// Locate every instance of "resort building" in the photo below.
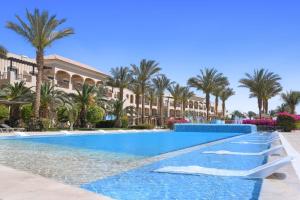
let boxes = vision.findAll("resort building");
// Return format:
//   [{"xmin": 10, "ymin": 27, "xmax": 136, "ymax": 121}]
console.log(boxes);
[{"xmin": 0, "ymin": 53, "xmax": 214, "ymax": 123}]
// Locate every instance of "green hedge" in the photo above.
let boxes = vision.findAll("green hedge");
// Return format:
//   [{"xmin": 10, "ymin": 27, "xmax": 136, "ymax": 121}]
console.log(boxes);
[
  {"xmin": 277, "ymin": 115, "xmax": 296, "ymax": 132},
  {"xmin": 129, "ymin": 124, "xmax": 154, "ymax": 129},
  {"xmin": 96, "ymin": 120, "xmax": 115, "ymax": 128}
]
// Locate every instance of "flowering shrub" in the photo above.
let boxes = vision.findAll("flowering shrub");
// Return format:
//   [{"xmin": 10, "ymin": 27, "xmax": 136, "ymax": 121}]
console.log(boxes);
[
  {"xmin": 243, "ymin": 119, "xmax": 277, "ymax": 126},
  {"xmin": 277, "ymin": 112, "xmax": 300, "ymax": 121},
  {"xmin": 167, "ymin": 118, "xmax": 189, "ymax": 129},
  {"xmin": 277, "ymin": 113, "xmax": 297, "ymax": 132}
]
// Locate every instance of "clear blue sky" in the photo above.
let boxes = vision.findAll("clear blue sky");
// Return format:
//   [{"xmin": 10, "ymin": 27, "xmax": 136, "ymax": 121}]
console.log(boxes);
[{"xmin": 0, "ymin": 0, "xmax": 300, "ymax": 111}]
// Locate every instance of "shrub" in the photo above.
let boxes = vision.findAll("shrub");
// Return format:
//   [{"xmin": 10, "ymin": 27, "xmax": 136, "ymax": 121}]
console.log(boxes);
[
  {"xmin": 21, "ymin": 104, "xmax": 33, "ymax": 124},
  {"xmin": 96, "ymin": 120, "xmax": 115, "ymax": 128},
  {"xmin": 0, "ymin": 105, "xmax": 9, "ymax": 120},
  {"xmin": 121, "ymin": 115, "xmax": 128, "ymax": 128},
  {"xmin": 40, "ymin": 118, "xmax": 50, "ymax": 131},
  {"xmin": 277, "ymin": 113, "xmax": 296, "ymax": 132},
  {"xmin": 56, "ymin": 107, "xmax": 69, "ymax": 123},
  {"xmin": 87, "ymin": 106, "xmax": 104, "ymax": 124},
  {"xmin": 129, "ymin": 124, "xmax": 154, "ymax": 130},
  {"xmin": 167, "ymin": 118, "xmax": 188, "ymax": 129}
]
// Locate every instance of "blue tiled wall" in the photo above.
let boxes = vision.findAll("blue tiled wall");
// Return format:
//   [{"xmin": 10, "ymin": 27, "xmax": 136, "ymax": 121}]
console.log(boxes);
[{"xmin": 175, "ymin": 124, "xmax": 257, "ymax": 133}]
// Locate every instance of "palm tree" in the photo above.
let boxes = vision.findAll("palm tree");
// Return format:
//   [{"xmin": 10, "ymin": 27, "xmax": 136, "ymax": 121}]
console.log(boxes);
[
  {"xmin": 212, "ymin": 80, "xmax": 229, "ymax": 116},
  {"xmin": 108, "ymin": 67, "xmax": 132, "ymax": 101},
  {"xmin": 147, "ymin": 85, "xmax": 157, "ymax": 117},
  {"xmin": 129, "ymin": 79, "xmax": 141, "ymax": 124},
  {"xmin": 40, "ymin": 83, "xmax": 69, "ymax": 118},
  {"xmin": 180, "ymin": 87, "xmax": 195, "ymax": 118},
  {"xmin": 188, "ymin": 68, "xmax": 228, "ymax": 120},
  {"xmin": 6, "ymin": 9, "xmax": 74, "ymax": 118},
  {"xmin": 0, "ymin": 81, "xmax": 32, "ymax": 126},
  {"xmin": 220, "ymin": 88, "xmax": 235, "ymax": 118},
  {"xmin": 70, "ymin": 83, "xmax": 96, "ymax": 128},
  {"xmin": 131, "ymin": 59, "xmax": 161, "ymax": 123},
  {"xmin": 168, "ymin": 83, "xmax": 183, "ymax": 117},
  {"xmin": 247, "ymin": 111, "xmax": 256, "ymax": 119},
  {"xmin": 262, "ymin": 71, "xmax": 282, "ymax": 114},
  {"xmin": 239, "ymin": 69, "xmax": 282, "ymax": 118},
  {"xmin": 152, "ymin": 74, "xmax": 172, "ymax": 126},
  {"xmin": 0, "ymin": 45, "xmax": 7, "ymax": 57},
  {"xmin": 281, "ymin": 91, "xmax": 300, "ymax": 114}
]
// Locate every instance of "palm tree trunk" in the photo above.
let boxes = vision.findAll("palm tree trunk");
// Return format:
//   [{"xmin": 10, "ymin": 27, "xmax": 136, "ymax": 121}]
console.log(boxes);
[
  {"xmin": 222, "ymin": 101, "xmax": 225, "ymax": 119},
  {"xmin": 257, "ymin": 98, "xmax": 263, "ymax": 119},
  {"xmin": 135, "ymin": 93, "xmax": 140, "ymax": 124},
  {"xmin": 34, "ymin": 50, "xmax": 44, "ymax": 119},
  {"xmin": 205, "ymin": 93, "xmax": 210, "ymax": 121},
  {"xmin": 142, "ymin": 86, "xmax": 145, "ymax": 124},
  {"xmin": 215, "ymin": 96, "xmax": 219, "ymax": 116},
  {"xmin": 159, "ymin": 96, "xmax": 164, "ymax": 126}
]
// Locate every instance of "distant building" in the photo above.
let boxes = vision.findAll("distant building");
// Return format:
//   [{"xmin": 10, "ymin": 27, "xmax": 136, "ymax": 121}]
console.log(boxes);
[{"xmin": 0, "ymin": 53, "xmax": 214, "ymax": 123}]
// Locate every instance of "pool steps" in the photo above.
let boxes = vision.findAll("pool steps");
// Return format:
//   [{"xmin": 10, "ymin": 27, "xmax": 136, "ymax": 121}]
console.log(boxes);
[{"xmin": 154, "ymin": 156, "xmax": 292, "ymax": 178}]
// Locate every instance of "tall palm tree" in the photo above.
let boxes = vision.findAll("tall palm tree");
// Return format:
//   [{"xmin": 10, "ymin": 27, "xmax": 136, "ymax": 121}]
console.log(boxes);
[
  {"xmin": 70, "ymin": 83, "xmax": 96, "ymax": 128},
  {"xmin": 152, "ymin": 74, "xmax": 172, "ymax": 126},
  {"xmin": 262, "ymin": 71, "xmax": 282, "ymax": 114},
  {"xmin": 188, "ymin": 68, "xmax": 228, "ymax": 120},
  {"xmin": 212, "ymin": 80, "xmax": 229, "ymax": 116},
  {"xmin": 146, "ymin": 85, "xmax": 157, "ymax": 117},
  {"xmin": 40, "ymin": 83, "xmax": 69, "ymax": 118},
  {"xmin": 108, "ymin": 67, "xmax": 132, "ymax": 101},
  {"xmin": 6, "ymin": 9, "xmax": 74, "ymax": 118},
  {"xmin": 129, "ymin": 79, "xmax": 141, "ymax": 124},
  {"xmin": 0, "ymin": 45, "xmax": 7, "ymax": 57},
  {"xmin": 180, "ymin": 87, "xmax": 195, "ymax": 118},
  {"xmin": 281, "ymin": 91, "xmax": 300, "ymax": 114},
  {"xmin": 168, "ymin": 83, "xmax": 183, "ymax": 117},
  {"xmin": 0, "ymin": 81, "xmax": 32, "ymax": 126},
  {"xmin": 131, "ymin": 59, "xmax": 161, "ymax": 123},
  {"xmin": 220, "ymin": 88, "xmax": 235, "ymax": 118},
  {"xmin": 239, "ymin": 68, "xmax": 282, "ymax": 118}
]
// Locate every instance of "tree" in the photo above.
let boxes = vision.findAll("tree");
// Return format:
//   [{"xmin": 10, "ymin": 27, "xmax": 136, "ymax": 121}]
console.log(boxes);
[
  {"xmin": 39, "ymin": 83, "xmax": 69, "ymax": 118},
  {"xmin": 87, "ymin": 105, "xmax": 104, "ymax": 125},
  {"xmin": 0, "ymin": 45, "xmax": 7, "ymax": 57},
  {"xmin": 247, "ymin": 111, "xmax": 256, "ymax": 119},
  {"xmin": 108, "ymin": 67, "xmax": 132, "ymax": 101},
  {"xmin": 239, "ymin": 69, "xmax": 281, "ymax": 118},
  {"xmin": 180, "ymin": 87, "xmax": 195, "ymax": 118},
  {"xmin": 131, "ymin": 59, "xmax": 161, "ymax": 123},
  {"xmin": 212, "ymin": 80, "xmax": 229, "ymax": 116},
  {"xmin": 152, "ymin": 75, "xmax": 172, "ymax": 126},
  {"xmin": 0, "ymin": 81, "xmax": 32, "ymax": 126},
  {"xmin": 220, "ymin": 88, "xmax": 235, "ymax": 118},
  {"xmin": 188, "ymin": 68, "xmax": 228, "ymax": 120},
  {"xmin": 70, "ymin": 83, "xmax": 96, "ymax": 128},
  {"xmin": 281, "ymin": 91, "xmax": 300, "ymax": 114},
  {"xmin": 129, "ymin": 79, "xmax": 141, "ymax": 124},
  {"xmin": 6, "ymin": 9, "xmax": 74, "ymax": 118},
  {"xmin": 168, "ymin": 83, "xmax": 183, "ymax": 117}
]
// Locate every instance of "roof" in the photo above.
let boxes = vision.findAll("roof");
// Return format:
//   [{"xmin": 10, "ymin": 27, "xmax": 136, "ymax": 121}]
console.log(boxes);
[{"xmin": 45, "ymin": 54, "xmax": 109, "ymax": 76}]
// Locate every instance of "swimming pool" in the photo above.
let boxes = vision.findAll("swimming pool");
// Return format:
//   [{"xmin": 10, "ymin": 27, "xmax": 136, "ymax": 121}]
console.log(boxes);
[{"xmin": 0, "ymin": 132, "xmax": 269, "ymax": 200}]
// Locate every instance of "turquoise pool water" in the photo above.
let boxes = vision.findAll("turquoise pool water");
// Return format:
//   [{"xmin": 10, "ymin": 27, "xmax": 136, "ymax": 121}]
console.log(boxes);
[
  {"xmin": 9, "ymin": 131, "xmax": 241, "ymax": 156},
  {"xmin": 0, "ymin": 132, "xmax": 269, "ymax": 200}
]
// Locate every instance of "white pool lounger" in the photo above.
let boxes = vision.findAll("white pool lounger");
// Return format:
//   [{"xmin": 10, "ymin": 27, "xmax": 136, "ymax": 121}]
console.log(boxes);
[
  {"xmin": 202, "ymin": 145, "xmax": 283, "ymax": 156},
  {"xmin": 154, "ymin": 157, "xmax": 292, "ymax": 178}
]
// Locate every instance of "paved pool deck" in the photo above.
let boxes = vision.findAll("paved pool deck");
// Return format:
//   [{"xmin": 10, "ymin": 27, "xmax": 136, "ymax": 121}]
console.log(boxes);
[
  {"xmin": 260, "ymin": 132, "xmax": 300, "ymax": 200},
  {"xmin": 0, "ymin": 132, "xmax": 300, "ymax": 200}
]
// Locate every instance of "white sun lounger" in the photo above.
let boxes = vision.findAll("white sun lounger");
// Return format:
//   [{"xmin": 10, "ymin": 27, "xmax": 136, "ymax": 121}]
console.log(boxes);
[
  {"xmin": 202, "ymin": 145, "xmax": 283, "ymax": 156},
  {"xmin": 154, "ymin": 157, "xmax": 292, "ymax": 178}
]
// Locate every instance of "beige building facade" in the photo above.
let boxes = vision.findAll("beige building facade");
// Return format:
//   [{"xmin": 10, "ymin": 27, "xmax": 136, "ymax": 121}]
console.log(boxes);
[{"xmin": 0, "ymin": 53, "xmax": 214, "ymax": 121}]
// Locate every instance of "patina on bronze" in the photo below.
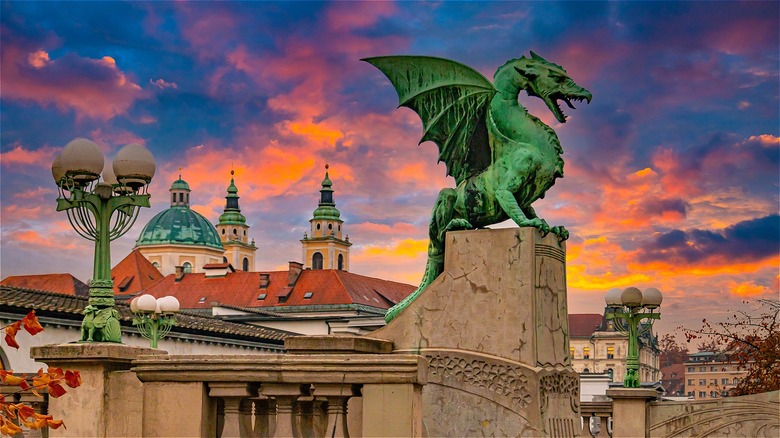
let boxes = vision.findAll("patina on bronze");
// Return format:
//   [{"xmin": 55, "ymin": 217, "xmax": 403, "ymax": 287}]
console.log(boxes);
[{"xmin": 364, "ymin": 52, "xmax": 592, "ymax": 322}]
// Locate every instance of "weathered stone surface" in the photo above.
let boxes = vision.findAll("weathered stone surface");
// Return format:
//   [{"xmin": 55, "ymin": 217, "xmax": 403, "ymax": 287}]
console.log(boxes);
[
  {"xmin": 284, "ymin": 335, "xmax": 393, "ymax": 354},
  {"xmin": 369, "ymin": 228, "xmax": 581, "ymax": 436},
  {"xmin": 644, "ymin": 391, "xmax": 780, "ymax": 438},
  {"xmin": 30, "ymin": 343, "xmax": 165, "ymax": 437}
]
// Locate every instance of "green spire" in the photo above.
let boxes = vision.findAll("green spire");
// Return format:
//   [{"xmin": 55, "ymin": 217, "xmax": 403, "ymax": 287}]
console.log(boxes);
[
  {"xmin": 219, "ymin": 170, "xmax": 246, "ymax": 225},
  {"xmin": 314, "ymin": 164, "xmax": 341, "ymax": 221}
]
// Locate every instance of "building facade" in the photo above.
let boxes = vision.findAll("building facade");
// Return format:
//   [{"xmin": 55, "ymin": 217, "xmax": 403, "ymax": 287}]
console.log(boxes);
[
  {"xmin": 684, "ymin": 351, "xmax": 747, "ymax": 400},
  {"xmin": 569, "ymin": 313, "xmax": 661, "ymax": 383}
]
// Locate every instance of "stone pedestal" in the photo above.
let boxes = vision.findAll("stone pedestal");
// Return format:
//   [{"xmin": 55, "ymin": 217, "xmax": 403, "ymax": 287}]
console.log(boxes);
[
  {"xmin": 369, "ymin": 228, "xmax": 581, "ymax": 437},
  {"xmin": 30, "ymin": 343, "xmax": 164, "ymax": 437},
  {"xmin": 607, "ymin": 388, "xmax": 658, "ymax": 437}
]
● ● ●
Copy out each line in the entries above that includes the word "clear".

▶ **Written response**:
// Locate every instance of "clear blue sky" in the photo above.
let boxes = vision.findAll("clear blue sky");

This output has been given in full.